EXERCISE PROMPT: Only one stretch of the data below should be repeated: the lines from the line containing "For the small rock" through the line containing "For the bare", inclusive, exactly as they are.

(Stored records)
━━━━━━━━━━━━━━━━━━━━
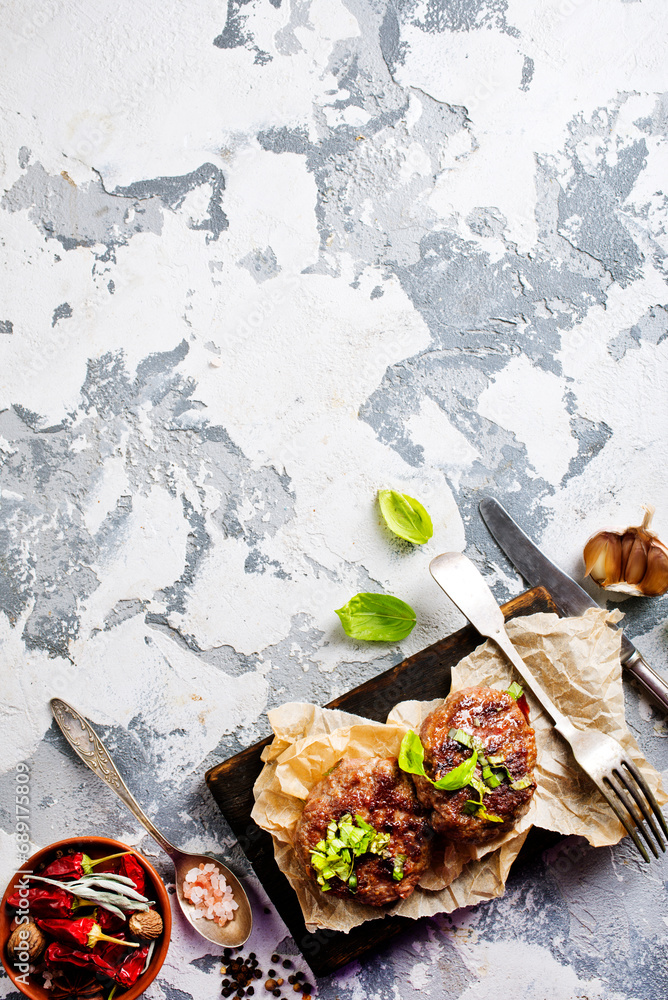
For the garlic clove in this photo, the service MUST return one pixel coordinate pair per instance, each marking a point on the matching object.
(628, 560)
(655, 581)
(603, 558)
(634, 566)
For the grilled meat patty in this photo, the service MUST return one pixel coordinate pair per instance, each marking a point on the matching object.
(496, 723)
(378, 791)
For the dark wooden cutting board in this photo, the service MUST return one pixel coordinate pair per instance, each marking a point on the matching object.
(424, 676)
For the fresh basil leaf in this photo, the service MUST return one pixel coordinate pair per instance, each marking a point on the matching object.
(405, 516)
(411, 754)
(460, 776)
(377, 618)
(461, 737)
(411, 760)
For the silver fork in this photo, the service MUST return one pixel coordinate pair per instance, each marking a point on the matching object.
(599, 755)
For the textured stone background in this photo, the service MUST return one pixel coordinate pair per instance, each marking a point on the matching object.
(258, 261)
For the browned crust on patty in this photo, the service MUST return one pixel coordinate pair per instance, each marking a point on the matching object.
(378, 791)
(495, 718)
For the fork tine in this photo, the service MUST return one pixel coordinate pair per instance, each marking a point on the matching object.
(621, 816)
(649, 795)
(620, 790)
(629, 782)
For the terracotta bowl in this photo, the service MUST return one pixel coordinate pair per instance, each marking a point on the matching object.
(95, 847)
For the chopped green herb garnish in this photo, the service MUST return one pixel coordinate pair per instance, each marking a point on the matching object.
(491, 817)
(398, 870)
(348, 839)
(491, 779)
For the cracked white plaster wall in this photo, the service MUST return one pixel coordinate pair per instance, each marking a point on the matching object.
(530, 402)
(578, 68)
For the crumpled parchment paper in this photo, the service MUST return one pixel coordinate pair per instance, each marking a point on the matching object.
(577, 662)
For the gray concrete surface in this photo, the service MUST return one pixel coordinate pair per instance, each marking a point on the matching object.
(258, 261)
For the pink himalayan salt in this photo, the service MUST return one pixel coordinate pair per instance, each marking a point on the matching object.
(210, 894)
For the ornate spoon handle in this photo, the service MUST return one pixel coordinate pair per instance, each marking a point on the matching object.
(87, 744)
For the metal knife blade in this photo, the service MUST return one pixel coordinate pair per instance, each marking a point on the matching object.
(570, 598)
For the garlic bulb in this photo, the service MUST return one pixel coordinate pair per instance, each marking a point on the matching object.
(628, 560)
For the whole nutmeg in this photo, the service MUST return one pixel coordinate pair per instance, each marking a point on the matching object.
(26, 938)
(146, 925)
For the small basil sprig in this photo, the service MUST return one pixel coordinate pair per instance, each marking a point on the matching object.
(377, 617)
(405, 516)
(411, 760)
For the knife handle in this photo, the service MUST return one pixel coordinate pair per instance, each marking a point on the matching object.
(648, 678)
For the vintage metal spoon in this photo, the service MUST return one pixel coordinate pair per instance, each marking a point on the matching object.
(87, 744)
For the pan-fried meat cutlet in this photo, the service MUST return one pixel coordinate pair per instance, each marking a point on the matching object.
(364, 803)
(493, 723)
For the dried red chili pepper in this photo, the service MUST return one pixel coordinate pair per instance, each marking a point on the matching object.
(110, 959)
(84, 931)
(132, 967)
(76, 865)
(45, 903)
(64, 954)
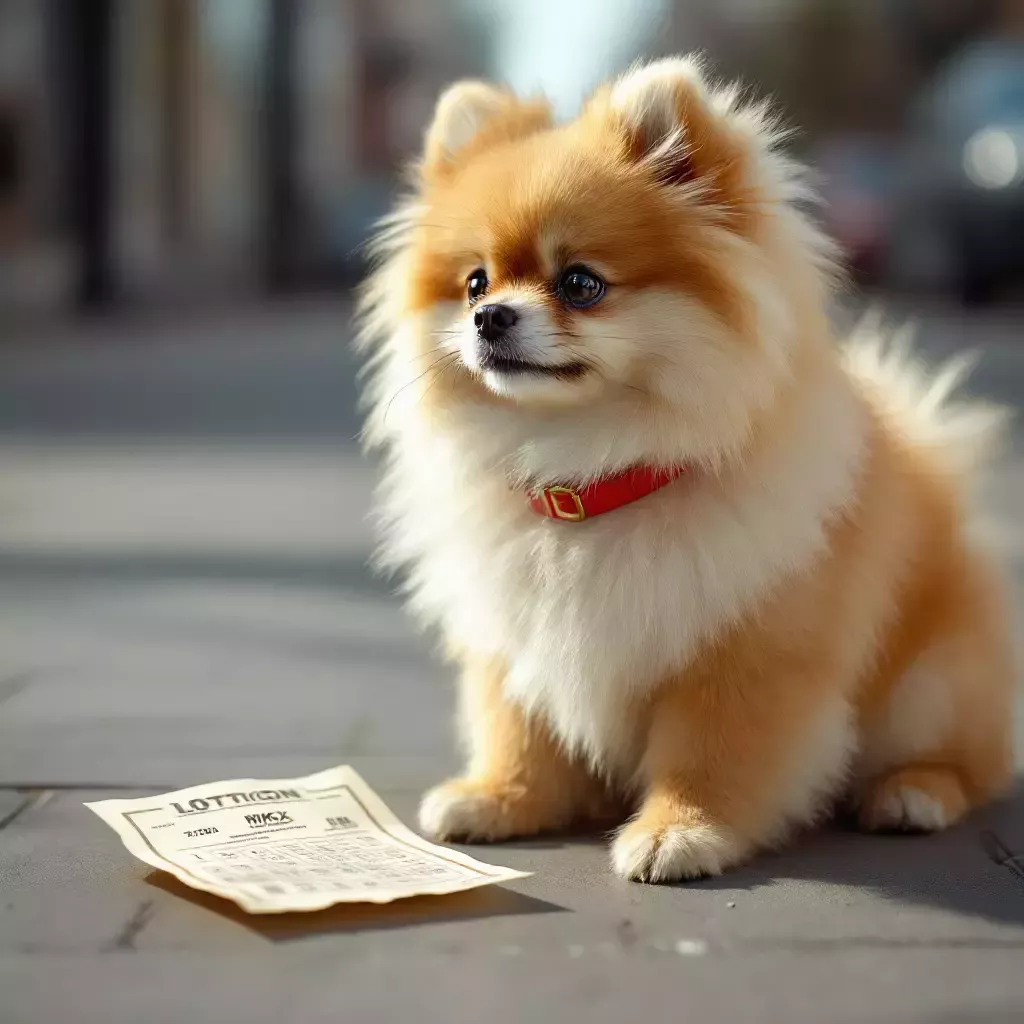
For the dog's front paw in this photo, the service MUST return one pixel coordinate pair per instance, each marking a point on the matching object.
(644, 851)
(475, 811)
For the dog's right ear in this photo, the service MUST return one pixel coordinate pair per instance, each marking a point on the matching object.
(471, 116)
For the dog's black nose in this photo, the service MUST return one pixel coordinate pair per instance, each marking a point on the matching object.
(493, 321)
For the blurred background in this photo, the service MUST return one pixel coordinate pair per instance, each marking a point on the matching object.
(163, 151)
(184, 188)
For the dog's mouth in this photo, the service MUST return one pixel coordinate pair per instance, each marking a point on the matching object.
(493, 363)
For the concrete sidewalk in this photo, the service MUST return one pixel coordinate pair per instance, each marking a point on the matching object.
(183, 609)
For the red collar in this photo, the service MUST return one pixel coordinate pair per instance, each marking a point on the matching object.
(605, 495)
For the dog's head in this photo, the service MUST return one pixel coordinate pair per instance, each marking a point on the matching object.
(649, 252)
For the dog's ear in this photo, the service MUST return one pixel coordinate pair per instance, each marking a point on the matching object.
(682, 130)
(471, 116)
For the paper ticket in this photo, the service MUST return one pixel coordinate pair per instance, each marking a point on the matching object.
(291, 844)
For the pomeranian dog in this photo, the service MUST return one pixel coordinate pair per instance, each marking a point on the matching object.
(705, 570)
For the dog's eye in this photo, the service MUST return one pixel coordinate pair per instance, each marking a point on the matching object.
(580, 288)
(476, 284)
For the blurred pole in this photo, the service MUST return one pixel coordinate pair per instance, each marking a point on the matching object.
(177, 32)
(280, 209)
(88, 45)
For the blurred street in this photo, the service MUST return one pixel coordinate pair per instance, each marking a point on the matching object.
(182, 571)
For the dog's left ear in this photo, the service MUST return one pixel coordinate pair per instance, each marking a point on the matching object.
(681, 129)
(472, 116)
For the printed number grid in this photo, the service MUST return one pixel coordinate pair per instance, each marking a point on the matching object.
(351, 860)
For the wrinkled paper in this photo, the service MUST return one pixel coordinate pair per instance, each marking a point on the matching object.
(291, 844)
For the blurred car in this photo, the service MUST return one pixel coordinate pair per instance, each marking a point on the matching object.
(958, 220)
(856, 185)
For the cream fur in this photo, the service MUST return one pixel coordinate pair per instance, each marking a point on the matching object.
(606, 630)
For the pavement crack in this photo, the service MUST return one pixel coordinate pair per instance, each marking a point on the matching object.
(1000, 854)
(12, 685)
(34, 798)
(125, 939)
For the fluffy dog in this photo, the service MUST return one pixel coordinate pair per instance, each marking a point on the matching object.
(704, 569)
━━━━━━━━━━━━━━━━━━━━
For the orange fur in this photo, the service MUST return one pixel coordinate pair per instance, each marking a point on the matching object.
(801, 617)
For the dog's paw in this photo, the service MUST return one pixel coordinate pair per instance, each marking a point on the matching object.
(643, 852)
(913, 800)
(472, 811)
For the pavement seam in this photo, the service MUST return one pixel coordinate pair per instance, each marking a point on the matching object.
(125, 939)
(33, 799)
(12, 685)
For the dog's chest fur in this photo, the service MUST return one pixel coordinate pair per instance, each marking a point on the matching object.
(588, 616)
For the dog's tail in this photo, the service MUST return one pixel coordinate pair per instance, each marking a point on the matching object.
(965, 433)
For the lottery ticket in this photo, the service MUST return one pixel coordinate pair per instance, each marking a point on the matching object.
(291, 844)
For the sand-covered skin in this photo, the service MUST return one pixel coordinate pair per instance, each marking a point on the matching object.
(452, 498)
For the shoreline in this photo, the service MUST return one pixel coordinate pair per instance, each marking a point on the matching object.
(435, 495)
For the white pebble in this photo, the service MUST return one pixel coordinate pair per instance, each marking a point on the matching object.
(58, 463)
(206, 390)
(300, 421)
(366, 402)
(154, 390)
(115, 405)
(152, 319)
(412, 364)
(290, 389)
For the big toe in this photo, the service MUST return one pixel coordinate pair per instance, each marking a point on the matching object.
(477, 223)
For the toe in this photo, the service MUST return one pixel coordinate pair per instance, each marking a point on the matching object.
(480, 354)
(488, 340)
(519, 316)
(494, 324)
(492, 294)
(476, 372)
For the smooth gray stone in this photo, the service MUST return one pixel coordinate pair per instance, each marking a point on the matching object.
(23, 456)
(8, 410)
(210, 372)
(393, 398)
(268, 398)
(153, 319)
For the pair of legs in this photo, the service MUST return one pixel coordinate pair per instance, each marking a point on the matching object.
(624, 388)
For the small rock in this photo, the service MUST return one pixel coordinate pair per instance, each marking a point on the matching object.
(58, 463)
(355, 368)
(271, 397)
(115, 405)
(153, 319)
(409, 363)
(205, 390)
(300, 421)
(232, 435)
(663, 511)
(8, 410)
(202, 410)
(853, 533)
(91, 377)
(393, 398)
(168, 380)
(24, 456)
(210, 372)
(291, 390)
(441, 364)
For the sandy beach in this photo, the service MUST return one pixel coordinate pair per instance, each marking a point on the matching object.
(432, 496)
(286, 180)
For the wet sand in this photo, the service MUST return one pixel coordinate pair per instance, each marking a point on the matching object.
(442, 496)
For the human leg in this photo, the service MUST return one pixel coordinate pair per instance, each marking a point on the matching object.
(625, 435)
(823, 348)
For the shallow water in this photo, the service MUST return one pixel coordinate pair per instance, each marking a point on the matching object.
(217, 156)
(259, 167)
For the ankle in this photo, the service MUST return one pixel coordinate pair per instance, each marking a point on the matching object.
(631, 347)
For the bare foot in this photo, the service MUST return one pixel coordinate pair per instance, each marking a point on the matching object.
━━━━━━━━━━━━━━━━━━━━
REPLY TO THE EXERCISE:
For the small rock in this photo, the service MUST return one pixel coordinate pair per instance, each marking a point on the matching object.
(58, 463)
(355, 368)
(271, 397)
(115, 405)
(153, 319)
(409, 363)
(205, 390)
(300, 421)
(232, 435)
(663, 511)
(8, 410)
(202, 410)
(853, 533)
(91, 377)
(393, 398)
(168, 380)
(24, 456)
(210, 372)
(291, 390)
(441, 364)
For the sandy beach in this photo, the service MUST return one pixel coordinate pair per instance, each marking a point on the matching object.
(432, 496)
(286, 180)
For the wet sand in this photo, the service MUST return one pixel coordinate pair per instance, each marking a point on the matching object.
(442, 496)
For the human leg in this photo, the service MUST return one pixel coordinate pair per instance, each marking a point on the matching object.
(625, 435)
(823, 348)
For the shallow water in this photo, the service MUST return one pixel coordinate pair per instance, each marking a point on the matching object.
(217, 156)
(259, 167)
For the ankle in this photo, the service MUST return one pixel coordinate pair per instance, each marking a point on the matching object.
(631, 347)
For the bare foot in this photo, the service MUST return one pixel coordinate pair per instance, each marking a point on the matching object.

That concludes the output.